**Given problem:**
Copy out all of the data below, substituting "mark" for each "put a pin on" and keeping every other part unchanged. Leave the pictures out of your copy.

..............................

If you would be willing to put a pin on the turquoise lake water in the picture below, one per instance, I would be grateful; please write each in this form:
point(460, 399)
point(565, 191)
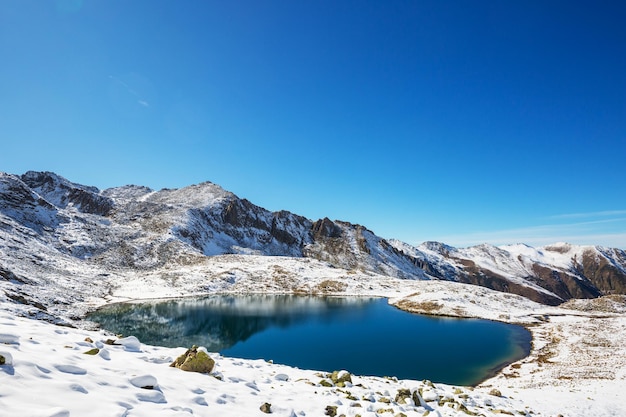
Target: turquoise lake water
point(365, 336)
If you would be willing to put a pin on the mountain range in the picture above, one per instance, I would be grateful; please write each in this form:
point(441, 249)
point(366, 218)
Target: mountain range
point(54, 230)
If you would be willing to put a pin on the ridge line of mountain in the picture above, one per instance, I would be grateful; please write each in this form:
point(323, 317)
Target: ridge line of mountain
point(46, 219)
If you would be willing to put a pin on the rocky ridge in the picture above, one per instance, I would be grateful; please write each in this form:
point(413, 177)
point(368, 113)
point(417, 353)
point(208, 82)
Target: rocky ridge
point(54, 230)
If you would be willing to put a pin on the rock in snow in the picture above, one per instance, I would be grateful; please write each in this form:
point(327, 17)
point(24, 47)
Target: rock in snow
point(66, 249)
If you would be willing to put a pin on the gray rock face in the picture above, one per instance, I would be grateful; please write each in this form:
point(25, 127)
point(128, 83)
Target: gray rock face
point(138, 228)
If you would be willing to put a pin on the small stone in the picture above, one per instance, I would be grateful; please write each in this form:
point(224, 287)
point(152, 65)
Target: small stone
point(194, 360)
point(326, 383)
point(331, 410)
point(340, 378)
point(495, 392)
point(6, 359)
point(402, 395)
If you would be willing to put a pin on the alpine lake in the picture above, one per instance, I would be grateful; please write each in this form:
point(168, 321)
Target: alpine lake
point(365, 336)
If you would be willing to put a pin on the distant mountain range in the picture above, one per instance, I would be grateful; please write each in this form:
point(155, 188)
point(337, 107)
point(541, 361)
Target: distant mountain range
point(54, 229)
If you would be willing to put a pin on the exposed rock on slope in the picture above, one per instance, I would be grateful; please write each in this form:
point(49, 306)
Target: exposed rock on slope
point(54, 230)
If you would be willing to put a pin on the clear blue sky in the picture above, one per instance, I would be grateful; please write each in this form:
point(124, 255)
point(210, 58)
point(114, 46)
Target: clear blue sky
point(459, 121)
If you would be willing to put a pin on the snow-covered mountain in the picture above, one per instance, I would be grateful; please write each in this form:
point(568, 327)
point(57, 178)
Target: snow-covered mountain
point(56, 231)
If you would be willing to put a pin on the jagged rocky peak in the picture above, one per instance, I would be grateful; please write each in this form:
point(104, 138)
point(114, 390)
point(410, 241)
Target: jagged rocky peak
point(63, 193)
point(127, 192)
point(326, 228)
point(437, 247)
point(201, 195)
point(560, 247)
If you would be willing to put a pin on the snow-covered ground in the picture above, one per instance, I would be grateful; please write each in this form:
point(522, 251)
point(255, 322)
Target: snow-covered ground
point(577, 366)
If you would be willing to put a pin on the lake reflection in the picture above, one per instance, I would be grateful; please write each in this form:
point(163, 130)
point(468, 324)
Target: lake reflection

..............................

**Answer:**
If you would be willing to mark the turquoise lake water in the picture below, one per instance, I would be grateful; please write each in this form:
point(460, 399)
point(565, 191)
Target: turquoise lake water
point(365, 336)
If you would be willing to mark the mountain range in the picture above, one per instance, I would be grateful; please write each in this form:
point(441, 249)
point(366, 218)
Target: mountain range
point(54, 230)
If you would be willing to mark the ridge line of mountain in the picture above, one per instance, I would be grateful; please write each in this form:
point(323, 317)
Target: ridge line of mountain
point(46, 219)
If you would be willing to mark the rocky ridge in the picture above, one per instance, I would be grateful; please write each in this form:
point(413, 177)
point(368, 113)
point(417, 353)
point(208, 82)
Target: rocky ridge
point(54, 230)
If you would be willing to mark the rock in snow in the picture above, one per instance, I would be grateful; please write each in this form:
point(327, 17)
point(24, 47)
Target: rock in snow
point(66, 249)
If you would be willing to mark the gray rock face in the picture above, one per instance, I would be grateful; please write each in this form:
point(25, 127)
point(128, 83)
Target: gray rock face
point(138, 228)
If you would be willing to mark the small stone in the picture above, one per instance, I would be grateful; please write each in this form:
point(224, 287)
point(152, 65)
Target: small stone
point(194, 360)
point(326, 383)
point(331, 410)
point(340, 378)
point(495, 392)
point(6, 359)
point(402, 395)
If you would be willing to mark the alpine lake in the picture above, one per instance, I would be grateful; please write each in this form:
point(168, 321)
Target: alpine lake
point(365, 336)
If you would be willing to mark the distant mountain range in the picture above, one per instance, I would be grateful; please write each in this form:
point(155, 188)
point(337, 107)
point(541, 361)
Target: distant mountain range
point(54, 229)
If you would be willing to mark the exposed rock on slope in the picture above, one per instance, I would be grateful; please write each in this form:
point(49, 306)
Target: exposed rock on slope
point(54, 230)
If you would be willing to mark the clear blue sky in the picture above, one per instance, I would be grateful; please write each in this form:
point(124, 255)
point(210, 58)
point(114, 46)
Target: clear blue sky
point(459, 121)
If you would be willing to mark the snow-covered mountain in the picture above, one per instance, I would be grateful; please write each in this form:
point(568, 327)
point(57, 178)
Target: snow-covered mountain
point(56, 231)
If you would be willing to mark the jagged rocky peak in the picture above, one per instance, I would be grateful; please write each in this form:
point(104, 138)
point(114, 390)
point(410, 241)
Target: jagged rocky peak
point(63, 193)
point(127, 192)
point(326, 228)
point(437, 247)
point(201, 195)
point(560, 247)
If you would be willing to mark the snow-covered ground in the picture above, one per instance, I would be grateful; please write each in this form:
point(522, 251)
point(255, 322)
Target: snow-covered ground
point(577, 366)
If you would be willing to mark the lake reflection in the picture above, one per instance, I would be grateful; please write each in this form:
point(163, 130)
point(468, 324)
Target: lake reflection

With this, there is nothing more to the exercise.